Exercise
Copy all of the entries below word for word, keeping every line and number unchanged.

Records supplied
+++

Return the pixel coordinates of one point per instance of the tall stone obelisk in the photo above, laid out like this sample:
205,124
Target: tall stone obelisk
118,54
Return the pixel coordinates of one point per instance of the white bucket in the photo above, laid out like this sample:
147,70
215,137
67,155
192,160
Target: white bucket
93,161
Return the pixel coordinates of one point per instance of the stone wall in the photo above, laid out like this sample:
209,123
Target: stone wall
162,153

+++

Problem solution
Return the pixel coordinates of one point per instance of the tall stone obelisk in the photo above, laid out like this sample:
205,124
Target: tall stone obelisk
118,54
Return the pixel coordinates of one point per instance of the white bucket in the photo above, laid out like this sample:
147,70
215,137
67,155
192,160
Target: white bucket
93,161
Return the pixel coordinates of one point per instance of the stone wall in the photo above, laid out like this sample:
209,123
Target: stone wall
162,153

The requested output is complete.